start TEXT PROVIDED

Thread: pgsql: Fix a possibility of logical replication slot's restart_lsn goin

pgsql: Fix a possibility of logical replication slot's restart_lsn goin

From
Masahiko Sawada
Date:
Fix a possibility of logical replication slot's restart_lsn going backwards.

Previously LogicalIncreaseRestartDecodingForSlot() accidentally
accepted any LSN as the candidate_lsn and candidate_valid after the
restart_lsn of the replication slot was updated, so it potentially
caused the restart_lsn to move backwards.

A scenario where this could happen in logical replication is: after a
logical replication restart, based on previous candidate_lsn and
candidate_valid values in memory, the restart_lsn advances upon
receiving a subscriber acknowledgment. Then, logical decoding restarts
from an older point, setting candidate_lsn and candidate_valid based
on an old RUNNING_XACTS record. Subsequent subscriber acknowledgments
then update the restart_lsn to an LSN older than the current value.

In the reported case, after WAL files were removed by a checkpoint,
the retreated restart_lsn prevented logical replication from
restarting due to missing WAL segments.

This change essentially modifies the 'if' condition to 'else if'
condition within the function. The previous code had an asymmetry in
this regard compared to LogicalIncreaseXminForSlot(), which does
almost the same thing for different fields.

The WAL removal issue was reported by Hubert Depesz Lubaczewski.

Backpatch to all supported versions, since the bug exists since 9.4
where logical decoding was introduced.

Reviewed-by: Tomas Vondra, Ashutosh Bapat, Amit Kapila
Discussion: https://postgr.es/m/Yz2hivgyjS1RfMKs%40depesz.com
Discussion: https://postgr.es/m/85fff40e-148b-4e86-b921-b4b846289132%40vondra.me
Backpatch-through: 13

Branch
------
REL_14_STABLE

Details
-------
https://git.postgresql.org/pg/commitdiff/26c4e896869093f07e9acb982f71bb3c4dae5901

Modified Files
--------------
src/backend/replication/logical/logical.c | 4 +++-
1 file changed, 3 insertions(+), 1 deletion(-)

end TEXT PROVIDED
start EXCERPTED DATA

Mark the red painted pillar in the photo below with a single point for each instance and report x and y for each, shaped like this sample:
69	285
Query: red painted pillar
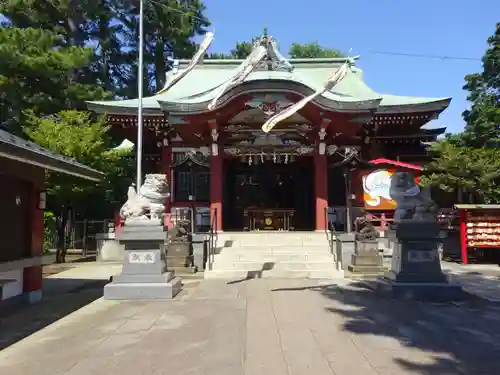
320	190
463	236
32	276
166	169
216	189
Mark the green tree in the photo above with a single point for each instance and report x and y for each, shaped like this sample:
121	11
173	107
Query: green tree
473	173
34	74
312	50
483	118
469	162
169	28
78	135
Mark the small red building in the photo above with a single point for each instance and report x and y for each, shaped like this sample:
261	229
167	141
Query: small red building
205	134
22	201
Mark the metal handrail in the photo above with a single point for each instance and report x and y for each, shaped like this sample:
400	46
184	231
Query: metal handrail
212	239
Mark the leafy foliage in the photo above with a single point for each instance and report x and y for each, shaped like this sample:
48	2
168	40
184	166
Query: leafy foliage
77	135
483	118
34	74
475	172
312	50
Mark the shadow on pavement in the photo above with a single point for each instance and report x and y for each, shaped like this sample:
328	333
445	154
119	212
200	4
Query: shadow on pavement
460	337
61	298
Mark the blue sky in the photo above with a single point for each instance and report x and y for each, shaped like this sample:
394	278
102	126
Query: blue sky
430	27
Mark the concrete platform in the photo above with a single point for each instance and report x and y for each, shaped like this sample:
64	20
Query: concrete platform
256	327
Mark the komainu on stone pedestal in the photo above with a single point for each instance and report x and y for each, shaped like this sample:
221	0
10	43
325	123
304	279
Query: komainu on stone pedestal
147	206
412	202
416	268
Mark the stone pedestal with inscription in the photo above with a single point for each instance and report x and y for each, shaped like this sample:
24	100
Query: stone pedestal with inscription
416	268
144	275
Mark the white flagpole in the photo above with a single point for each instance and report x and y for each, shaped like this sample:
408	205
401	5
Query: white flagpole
140	82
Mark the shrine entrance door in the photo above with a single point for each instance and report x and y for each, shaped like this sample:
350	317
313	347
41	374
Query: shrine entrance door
268	196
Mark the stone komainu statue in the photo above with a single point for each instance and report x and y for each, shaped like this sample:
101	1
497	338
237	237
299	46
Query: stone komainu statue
149	203
412	202
364	230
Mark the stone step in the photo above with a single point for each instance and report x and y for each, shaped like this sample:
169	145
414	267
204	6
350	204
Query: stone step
276	249
275	274
220	264
281	239
229	255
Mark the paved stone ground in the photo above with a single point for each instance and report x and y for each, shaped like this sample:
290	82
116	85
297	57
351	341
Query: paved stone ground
275	327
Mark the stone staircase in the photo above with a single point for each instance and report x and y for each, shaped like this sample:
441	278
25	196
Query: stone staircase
273	255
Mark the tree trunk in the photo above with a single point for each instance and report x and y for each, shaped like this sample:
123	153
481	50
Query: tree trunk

end EXCERPTED DATA

Say whether each statement agrees with the commit message, answering yes or no and quoting the deciding words. (a) The bug has existed since version 9.4, when logical decoding was introduced. (b) The fix changes an 'else if' condition into an 'if' condition. (c) Tomas Vondra reported the WAL removal issue. The rows are separate material, unrelated to the commit message.

**EXERCISE SOLUTION**
(a) Yes: "the bug exists since 9.4 where logical decoding was introduced"
(b) No: "This change essentially modifies the 'if' condition to 'else if' condition within the function."
(c) No: "The WAL removal issue was reported by Hubert Depesz Lubaczewski."